◆ WHAT YOU SHOULD DO
Transcribe every one of the items below line for line, keeping each character as it appears.

Extracted data entries:
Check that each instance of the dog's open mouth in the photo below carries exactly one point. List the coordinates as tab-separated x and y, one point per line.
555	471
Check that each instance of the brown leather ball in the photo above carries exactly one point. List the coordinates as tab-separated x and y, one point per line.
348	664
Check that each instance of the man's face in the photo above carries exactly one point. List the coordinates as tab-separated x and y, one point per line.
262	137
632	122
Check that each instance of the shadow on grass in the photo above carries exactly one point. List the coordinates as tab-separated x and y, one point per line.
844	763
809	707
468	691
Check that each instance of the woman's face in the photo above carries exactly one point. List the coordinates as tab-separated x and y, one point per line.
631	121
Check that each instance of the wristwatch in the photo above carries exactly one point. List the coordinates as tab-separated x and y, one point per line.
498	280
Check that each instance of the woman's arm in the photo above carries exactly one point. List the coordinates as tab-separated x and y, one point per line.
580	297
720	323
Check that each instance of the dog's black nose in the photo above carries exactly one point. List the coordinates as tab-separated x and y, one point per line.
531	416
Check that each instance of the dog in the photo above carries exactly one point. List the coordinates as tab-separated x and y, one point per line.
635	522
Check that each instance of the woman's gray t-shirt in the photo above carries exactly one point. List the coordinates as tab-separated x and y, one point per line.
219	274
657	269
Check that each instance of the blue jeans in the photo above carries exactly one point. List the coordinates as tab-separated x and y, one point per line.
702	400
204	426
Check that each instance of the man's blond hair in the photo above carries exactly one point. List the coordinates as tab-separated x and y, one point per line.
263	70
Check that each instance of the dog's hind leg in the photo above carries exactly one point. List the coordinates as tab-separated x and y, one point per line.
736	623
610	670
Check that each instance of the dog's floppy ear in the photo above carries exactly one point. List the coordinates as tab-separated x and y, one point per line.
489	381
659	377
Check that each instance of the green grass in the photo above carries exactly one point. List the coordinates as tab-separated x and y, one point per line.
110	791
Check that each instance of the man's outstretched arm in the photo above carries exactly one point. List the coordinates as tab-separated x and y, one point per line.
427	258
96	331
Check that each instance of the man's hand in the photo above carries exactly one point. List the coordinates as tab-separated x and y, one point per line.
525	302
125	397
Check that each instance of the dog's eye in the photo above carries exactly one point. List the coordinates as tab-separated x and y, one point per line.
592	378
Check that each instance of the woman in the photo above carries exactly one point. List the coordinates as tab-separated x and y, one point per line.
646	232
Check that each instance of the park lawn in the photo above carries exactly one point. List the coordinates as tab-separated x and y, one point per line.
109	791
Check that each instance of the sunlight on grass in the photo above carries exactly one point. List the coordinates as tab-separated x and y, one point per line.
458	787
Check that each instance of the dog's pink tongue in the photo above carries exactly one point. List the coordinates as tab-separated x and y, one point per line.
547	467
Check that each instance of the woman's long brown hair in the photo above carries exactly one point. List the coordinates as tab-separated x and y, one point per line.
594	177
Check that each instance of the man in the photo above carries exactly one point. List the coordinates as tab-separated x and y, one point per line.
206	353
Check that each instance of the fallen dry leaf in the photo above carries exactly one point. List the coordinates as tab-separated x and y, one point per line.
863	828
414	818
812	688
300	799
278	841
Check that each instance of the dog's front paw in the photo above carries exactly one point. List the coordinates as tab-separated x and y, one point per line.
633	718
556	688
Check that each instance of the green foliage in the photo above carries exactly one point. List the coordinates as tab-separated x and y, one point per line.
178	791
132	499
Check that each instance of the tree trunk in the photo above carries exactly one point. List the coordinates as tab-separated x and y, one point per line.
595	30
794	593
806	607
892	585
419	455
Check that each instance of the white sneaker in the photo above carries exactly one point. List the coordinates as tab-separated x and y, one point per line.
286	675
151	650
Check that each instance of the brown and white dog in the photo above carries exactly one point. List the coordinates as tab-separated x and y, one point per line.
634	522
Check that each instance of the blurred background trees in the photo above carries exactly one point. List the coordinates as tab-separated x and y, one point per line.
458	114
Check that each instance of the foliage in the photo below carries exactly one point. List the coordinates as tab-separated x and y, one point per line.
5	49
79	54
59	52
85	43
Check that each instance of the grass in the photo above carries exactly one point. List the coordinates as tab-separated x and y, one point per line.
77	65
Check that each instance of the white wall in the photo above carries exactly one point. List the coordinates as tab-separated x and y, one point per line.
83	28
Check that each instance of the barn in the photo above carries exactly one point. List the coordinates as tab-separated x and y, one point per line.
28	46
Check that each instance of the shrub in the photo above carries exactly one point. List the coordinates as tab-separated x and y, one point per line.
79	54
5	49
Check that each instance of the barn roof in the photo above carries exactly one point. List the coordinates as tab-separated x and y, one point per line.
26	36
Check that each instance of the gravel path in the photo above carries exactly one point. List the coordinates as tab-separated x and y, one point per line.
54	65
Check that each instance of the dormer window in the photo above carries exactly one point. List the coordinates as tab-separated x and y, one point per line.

◆ COMPLETE ANSWER
Check that each instance of the dog's open mouth in the photo below carries exactly one point. List the coordinates as tab-separated x and y, one point per line.
555	471
Check that each instance of the brown leather ball in the photo above carries exactly one point. List the coordinates as tab-separated x and y, one point per line.
348	664
Check that each instance of the man's face in the photo above carries exactly one point. List the coordinates as tab-separated x and y, one point per line.
262	137
632	122
Check that each instance of the shadow on grass in the photo above carries exactly one point. List the coordinates as tab-separated x and y, one point per line.
844	763
809	707
468	691
Check that each instance of the woman's face in the photo above carries exactly one point. List the coordinates as tab-separated x and y, one point per line.
631	121
Check that each instance of the wristwatch in the photo above carries exactly one point. List the coordinates as tab-separated x and y, one point per line.
498	280
Check that each instance of the woman's arm in the photo above carries exactly one point. List the coordinates as tab-separated x and y, one point per line.
580	297
720	323
Check that each instance of the dog's black nose in the photo above carries exactly one point. List the coordinates as tab-separated x and y, one point per line.
531	416
Check that each instance of the dog in the photo above carries exactly one point. List the coordinates as tab-separated x and y, one point per line.
635	522
Check that each instance of the woman's gray t-shirt in the photo above carries exactly one point. List the coordinates as tab-separated x and y, one point per line.
219	274
657	269
Check that each instance of the blue jeans in the photo above carries exactly one point. List the coordinates as tab-separated x and y, one point per line.
702	400
204	426
Check that each instance of the man's blond hair in the photo above carries exactly one point. List the coordinates as tab-separated x and y, one point per line.
263	70
Check that each instance of the dog's hind leg in the photo above carries exactly one point. List the coordinates as tab-separated x and y, one point per line.
736	623
610	670
Check that each instance of the dog's floppy ear in the photo above carries exactly one point. List the coordinates as tab-separated x and y, one point per line.
489	381
659	377
Check that each instance of the green grass in the photo above carries exactly one point. List the coordinates as tab-separated x and y, one point per line.
110	791
Check that each instance of the man's outstretched arm in the photo above carries exactly one point. List the coordinates as tab-separated x and y, one point per line.
427	258
96	331
Check that each instance of the man's hand in the photo above carries exactly one point. List the coordinates as tab-separated x and y, one point per line.
525	302
125	397
Check that each instance of the dog's eye in the photo above carries exactly one point. List the coordinates as tab-separated x and y, one point per line.
592	378
Check that each instance of the woman in the photo above carries exactly one point. List the coordinates as tab-separated x and y, one point per line.
646	232
Check that each instance of the park lawn in the photo above carries exactly one point. List the coordinates as tab-separated x and y, one point per line.
109	791
Check that each instance of the sunlight on grass in the photo above carries exactly one point. List the coordinates as tab-separated x and y, one point per line.
458	787
Check that each instance of the dog's pink tongue in the photo above carries exactly one point. List the coordinates as tab-separated x and y, one point per line.
547	467
Check that each instance of the woman's long brown hair in the photo above carries exactly one point. List the coordinates as tab-separated x and y, one point per line.
594	177
Check that each instance of the man in the photo above carries exactly one point. List the coordinates as tab-separated x and y, one point per line.
206	353
Check that each instance of the fallen dry leaf in the photo above carries exactly one point. List the coordinates as tab-separated x and y, one point per line.
863	828
414	818
812	688
300	799
278	841
Check that each instance of the dog's front paw in the photo above carries exactly one point. List the coordinates as tab-separated x and y, one point per line.
633	718
556	688
Check that each instance of the green foliage in the photo above carries exactly one point. List the coordinates as tab-separated x and y, one point per line.
178	791
132	499
Check that each instance of the tree trunk in the photo above carries exactly one point. List the coordinates as tab-separated x and y, one point per line.
595	30
794	593
806	607
892	585
419	455
Check that each instance of the white sneaker in the photo above carries exactly one point. List the coordinates as tab-separated x and y, one point per line.
286	675
151	650
Check that each instance of the brown and white dog in the photo above carries exactly one point. List the coordinates as tab-separated x and y, one point per line.
634	522
Check that each instance of the blurred background trees in the photo above carries exactly one point. List the coordinates as tab-separated x and y, one point per line.
458	114
Check that each instance of the foliage in the photo below carries exactly one point. List the coordinates as tab-separated x and y, one point per line.
5	49
79	54
59	52
85	43
Check that each instance of the grass in the photo above carries exactly one point. List the coordinates as tab-separated x and y, one point per line.
77	65
Check that each instance of the white wall in the photo above carries exactly one point. List the coordinates as tab-separated x and y, one point per line.
83	28
Check that each instance of the barn in the photo above carries exactly one point. List the coordinates as tab-separated x and y, one point per line.
28	46
Check that each instance of the shrub in the photo above carries exactly one point. List the coordinates as tab-separated x and y, one point per line.
79	54
5	49
Check that each instance of the barn roof in the photo above carries exactly one point. List the coordinates as tab-separated x and y, one point per line.
26	36
Check that each instance of the gravel path in the photo above carries exactly one point. List the coordinates as tab-separated x and y, one point per line.
54	65
Check that each instance of the dormer window in the photo above carries exactly one point. List the coordinates as tab-separated x and y, one point per line.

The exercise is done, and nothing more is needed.